■ **OBJECTIVE**
Rewrite the entries from the line containing "grape cluster, one" through the end of the entries, changing "grape cluster" to "bunch of grapes" and keeping everything else the same.

Stored entries:
◆ ◆ ◆
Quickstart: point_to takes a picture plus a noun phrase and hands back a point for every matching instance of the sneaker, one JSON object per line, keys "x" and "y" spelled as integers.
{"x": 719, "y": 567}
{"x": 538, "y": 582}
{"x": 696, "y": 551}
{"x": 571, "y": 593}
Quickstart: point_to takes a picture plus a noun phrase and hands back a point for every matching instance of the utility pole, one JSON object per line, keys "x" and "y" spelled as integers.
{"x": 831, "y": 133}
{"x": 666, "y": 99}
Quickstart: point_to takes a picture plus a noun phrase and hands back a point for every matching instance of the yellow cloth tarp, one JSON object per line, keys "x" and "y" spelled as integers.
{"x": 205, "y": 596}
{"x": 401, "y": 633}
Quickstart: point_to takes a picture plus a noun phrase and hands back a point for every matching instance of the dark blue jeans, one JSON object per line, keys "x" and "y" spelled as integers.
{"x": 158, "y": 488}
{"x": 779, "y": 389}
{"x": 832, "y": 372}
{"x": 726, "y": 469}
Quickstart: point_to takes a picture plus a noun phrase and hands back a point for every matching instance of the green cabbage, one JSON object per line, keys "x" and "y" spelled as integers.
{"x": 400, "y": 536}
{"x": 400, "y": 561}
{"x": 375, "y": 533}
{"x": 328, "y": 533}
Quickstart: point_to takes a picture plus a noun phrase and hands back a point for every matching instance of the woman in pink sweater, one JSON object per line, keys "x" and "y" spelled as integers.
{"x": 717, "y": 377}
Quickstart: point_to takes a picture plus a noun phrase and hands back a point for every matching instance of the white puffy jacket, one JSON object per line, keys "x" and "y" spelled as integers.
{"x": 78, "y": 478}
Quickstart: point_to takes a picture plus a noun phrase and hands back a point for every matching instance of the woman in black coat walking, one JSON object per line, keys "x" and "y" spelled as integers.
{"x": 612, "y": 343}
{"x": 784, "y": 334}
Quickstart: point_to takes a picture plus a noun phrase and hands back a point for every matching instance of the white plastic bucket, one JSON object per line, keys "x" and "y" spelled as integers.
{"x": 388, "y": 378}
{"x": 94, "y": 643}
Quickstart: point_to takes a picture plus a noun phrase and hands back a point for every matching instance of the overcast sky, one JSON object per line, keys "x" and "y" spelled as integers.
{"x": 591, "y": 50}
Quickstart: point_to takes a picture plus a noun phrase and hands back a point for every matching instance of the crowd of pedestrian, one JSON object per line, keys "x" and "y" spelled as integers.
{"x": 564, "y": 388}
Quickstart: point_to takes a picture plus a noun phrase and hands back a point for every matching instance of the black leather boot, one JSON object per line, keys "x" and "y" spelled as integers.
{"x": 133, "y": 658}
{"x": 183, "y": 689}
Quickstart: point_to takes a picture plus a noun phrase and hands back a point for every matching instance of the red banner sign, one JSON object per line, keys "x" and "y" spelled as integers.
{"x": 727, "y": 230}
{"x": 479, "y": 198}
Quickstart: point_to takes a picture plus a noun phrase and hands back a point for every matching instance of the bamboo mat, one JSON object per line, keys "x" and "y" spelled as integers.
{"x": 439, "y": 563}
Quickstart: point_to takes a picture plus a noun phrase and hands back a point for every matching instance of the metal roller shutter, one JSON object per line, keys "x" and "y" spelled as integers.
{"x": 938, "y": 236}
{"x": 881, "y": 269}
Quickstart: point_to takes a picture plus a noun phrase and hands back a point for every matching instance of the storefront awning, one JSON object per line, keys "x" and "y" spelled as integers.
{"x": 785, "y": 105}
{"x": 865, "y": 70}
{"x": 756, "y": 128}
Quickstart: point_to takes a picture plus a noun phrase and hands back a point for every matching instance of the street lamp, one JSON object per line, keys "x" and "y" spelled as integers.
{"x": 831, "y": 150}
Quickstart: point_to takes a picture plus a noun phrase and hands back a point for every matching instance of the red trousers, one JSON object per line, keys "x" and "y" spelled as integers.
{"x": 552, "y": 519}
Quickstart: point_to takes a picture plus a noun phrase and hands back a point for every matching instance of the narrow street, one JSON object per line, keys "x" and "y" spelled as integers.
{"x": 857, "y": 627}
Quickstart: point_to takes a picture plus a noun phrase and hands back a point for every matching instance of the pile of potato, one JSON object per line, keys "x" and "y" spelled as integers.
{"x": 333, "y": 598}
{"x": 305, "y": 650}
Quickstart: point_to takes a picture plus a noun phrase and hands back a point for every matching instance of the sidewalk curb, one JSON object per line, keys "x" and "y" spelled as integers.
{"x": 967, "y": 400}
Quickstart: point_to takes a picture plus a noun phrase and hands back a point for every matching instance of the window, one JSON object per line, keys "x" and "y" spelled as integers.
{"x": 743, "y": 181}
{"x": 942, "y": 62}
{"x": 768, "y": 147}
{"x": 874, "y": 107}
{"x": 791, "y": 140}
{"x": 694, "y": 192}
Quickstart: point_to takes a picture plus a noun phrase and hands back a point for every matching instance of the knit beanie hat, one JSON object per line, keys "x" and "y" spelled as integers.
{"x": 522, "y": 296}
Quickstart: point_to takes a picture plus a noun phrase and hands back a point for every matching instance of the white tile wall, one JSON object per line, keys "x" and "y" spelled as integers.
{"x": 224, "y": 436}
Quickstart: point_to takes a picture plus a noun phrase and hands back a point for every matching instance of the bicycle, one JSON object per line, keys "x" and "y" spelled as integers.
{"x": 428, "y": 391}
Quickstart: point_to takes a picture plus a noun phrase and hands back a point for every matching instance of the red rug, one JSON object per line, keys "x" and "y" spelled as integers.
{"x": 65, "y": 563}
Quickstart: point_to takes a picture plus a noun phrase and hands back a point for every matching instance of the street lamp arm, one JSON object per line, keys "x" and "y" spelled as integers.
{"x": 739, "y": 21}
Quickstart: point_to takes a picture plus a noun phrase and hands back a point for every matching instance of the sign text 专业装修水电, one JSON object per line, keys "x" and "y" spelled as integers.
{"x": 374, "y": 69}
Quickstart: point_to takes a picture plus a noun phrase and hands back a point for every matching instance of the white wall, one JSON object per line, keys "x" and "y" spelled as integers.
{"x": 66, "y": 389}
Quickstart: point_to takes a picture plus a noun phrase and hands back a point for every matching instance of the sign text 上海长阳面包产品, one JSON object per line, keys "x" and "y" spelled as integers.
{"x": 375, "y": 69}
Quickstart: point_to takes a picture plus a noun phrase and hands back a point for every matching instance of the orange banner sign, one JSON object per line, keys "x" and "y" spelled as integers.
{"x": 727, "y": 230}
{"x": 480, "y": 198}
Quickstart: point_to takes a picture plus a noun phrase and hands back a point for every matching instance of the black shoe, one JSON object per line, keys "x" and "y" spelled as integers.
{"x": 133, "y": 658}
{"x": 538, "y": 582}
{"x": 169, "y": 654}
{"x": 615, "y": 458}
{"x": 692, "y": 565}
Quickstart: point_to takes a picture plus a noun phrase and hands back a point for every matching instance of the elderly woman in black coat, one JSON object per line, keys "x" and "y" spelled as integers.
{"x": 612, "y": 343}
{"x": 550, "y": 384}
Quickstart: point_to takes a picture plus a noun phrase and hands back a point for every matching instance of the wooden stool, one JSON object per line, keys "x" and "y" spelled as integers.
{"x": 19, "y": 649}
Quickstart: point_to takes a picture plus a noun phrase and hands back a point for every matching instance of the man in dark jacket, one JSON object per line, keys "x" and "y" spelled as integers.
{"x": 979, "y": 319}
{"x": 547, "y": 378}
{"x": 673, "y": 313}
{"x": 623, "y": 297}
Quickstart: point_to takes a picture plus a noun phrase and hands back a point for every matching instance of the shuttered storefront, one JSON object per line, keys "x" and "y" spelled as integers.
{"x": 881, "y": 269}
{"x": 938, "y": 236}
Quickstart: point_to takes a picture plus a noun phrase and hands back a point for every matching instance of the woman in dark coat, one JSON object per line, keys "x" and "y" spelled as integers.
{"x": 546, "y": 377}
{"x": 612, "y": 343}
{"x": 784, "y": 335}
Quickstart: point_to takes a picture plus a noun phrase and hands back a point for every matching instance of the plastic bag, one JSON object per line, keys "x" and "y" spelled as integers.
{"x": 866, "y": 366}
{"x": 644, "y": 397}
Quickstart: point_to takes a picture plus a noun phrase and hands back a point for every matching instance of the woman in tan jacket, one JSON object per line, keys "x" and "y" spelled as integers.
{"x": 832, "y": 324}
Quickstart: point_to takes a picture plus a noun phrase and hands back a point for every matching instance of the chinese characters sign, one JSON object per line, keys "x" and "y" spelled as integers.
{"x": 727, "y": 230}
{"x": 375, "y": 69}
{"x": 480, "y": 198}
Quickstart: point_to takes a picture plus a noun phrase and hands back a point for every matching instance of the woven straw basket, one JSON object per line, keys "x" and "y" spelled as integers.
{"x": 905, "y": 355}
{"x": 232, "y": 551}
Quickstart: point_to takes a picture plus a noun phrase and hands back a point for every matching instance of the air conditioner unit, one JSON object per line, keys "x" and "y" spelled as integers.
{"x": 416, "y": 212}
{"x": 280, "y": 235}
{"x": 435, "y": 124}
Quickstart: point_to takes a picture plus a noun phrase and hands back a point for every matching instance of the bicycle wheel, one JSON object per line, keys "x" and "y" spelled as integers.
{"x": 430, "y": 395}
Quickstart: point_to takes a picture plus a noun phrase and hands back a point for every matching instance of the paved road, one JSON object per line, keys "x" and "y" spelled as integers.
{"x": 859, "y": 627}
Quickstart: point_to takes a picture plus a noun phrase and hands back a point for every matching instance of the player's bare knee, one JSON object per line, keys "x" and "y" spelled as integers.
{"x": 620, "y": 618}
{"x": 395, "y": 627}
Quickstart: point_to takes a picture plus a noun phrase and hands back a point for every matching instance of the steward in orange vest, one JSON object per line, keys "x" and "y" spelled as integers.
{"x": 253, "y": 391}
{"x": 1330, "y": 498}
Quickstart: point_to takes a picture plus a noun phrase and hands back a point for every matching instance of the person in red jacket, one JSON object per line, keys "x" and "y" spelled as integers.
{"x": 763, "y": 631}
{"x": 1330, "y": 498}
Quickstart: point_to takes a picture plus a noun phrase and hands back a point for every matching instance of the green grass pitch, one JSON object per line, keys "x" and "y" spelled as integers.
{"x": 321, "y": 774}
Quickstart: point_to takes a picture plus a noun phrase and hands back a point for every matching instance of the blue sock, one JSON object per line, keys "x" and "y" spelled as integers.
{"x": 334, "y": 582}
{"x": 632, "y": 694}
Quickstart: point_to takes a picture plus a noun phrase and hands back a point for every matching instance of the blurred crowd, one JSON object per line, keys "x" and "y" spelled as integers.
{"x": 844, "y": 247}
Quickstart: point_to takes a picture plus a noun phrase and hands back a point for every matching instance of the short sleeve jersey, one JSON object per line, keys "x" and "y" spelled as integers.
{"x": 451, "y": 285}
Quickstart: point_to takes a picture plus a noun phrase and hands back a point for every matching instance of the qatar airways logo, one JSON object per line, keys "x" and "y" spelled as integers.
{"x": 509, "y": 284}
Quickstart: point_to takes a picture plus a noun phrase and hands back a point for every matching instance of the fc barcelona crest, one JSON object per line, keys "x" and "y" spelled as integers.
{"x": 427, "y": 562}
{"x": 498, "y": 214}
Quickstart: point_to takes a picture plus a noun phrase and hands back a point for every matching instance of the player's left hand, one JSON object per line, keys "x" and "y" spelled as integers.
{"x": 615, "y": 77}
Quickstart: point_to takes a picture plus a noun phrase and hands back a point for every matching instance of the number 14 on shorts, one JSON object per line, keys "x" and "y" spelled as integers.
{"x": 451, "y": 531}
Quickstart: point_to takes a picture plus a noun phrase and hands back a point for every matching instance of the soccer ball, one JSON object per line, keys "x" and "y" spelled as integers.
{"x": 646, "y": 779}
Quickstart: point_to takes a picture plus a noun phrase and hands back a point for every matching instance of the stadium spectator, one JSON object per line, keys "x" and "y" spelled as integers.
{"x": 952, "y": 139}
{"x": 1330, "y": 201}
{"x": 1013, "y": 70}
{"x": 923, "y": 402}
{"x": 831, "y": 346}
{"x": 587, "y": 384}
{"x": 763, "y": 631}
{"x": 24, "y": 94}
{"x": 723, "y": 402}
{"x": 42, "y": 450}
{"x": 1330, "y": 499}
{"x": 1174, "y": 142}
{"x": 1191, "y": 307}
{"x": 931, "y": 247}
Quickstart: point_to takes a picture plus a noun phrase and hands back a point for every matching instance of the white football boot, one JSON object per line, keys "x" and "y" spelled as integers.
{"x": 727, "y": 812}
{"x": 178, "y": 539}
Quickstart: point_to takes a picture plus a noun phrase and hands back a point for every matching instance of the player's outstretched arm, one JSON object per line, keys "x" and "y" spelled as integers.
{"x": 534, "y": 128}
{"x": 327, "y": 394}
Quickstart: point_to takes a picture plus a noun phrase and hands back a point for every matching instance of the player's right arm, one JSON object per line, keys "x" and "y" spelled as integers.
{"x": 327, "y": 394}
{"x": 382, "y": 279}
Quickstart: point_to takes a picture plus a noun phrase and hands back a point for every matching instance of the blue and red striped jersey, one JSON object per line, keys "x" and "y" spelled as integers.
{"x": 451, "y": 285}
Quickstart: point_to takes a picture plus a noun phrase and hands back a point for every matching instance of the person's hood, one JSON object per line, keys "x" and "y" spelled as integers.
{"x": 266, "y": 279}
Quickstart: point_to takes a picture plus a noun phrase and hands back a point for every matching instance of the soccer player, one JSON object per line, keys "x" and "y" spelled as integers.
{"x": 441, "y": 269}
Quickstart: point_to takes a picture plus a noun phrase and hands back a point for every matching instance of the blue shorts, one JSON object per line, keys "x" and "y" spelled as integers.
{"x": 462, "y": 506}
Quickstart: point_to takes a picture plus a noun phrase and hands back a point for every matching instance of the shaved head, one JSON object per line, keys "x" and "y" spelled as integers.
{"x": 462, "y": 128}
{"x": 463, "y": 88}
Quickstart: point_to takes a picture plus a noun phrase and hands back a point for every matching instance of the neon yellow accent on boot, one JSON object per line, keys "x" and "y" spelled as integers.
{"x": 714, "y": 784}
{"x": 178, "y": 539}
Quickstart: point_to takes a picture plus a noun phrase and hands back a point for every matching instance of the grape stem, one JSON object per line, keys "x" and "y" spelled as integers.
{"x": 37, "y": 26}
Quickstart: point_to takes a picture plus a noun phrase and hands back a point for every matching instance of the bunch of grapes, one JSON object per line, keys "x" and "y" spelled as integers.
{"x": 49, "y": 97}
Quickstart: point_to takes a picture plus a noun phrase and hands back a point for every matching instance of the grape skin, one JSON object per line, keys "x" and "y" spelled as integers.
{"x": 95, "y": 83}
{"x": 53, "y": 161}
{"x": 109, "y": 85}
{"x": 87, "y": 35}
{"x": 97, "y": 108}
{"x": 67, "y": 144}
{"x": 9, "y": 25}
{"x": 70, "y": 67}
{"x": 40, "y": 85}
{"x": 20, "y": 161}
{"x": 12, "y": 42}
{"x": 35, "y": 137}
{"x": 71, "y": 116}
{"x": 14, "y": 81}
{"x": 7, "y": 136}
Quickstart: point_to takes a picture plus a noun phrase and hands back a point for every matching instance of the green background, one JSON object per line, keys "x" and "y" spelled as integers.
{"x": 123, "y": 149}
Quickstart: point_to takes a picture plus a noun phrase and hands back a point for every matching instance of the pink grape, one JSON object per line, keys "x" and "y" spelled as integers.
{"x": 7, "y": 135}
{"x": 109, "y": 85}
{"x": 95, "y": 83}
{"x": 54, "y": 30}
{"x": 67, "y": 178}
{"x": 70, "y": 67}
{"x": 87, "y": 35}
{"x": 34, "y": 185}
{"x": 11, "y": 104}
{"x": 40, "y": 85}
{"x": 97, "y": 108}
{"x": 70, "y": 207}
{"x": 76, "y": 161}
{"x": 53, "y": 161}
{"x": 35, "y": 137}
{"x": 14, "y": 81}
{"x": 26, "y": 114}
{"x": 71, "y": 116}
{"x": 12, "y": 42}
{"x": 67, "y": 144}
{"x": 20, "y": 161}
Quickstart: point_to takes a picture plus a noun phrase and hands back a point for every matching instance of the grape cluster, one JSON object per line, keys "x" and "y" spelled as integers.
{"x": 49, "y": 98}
◆ ◆ ◆
■ **COMPLETE OUTPUT**
Quickstart: point_to takes a picture plus a noun phrase and hands back a point for every matching instance of the bunch of grapes, one JSON object per line, keys "x" and "y" spelled as integers.
{"x": 49, "y": 98}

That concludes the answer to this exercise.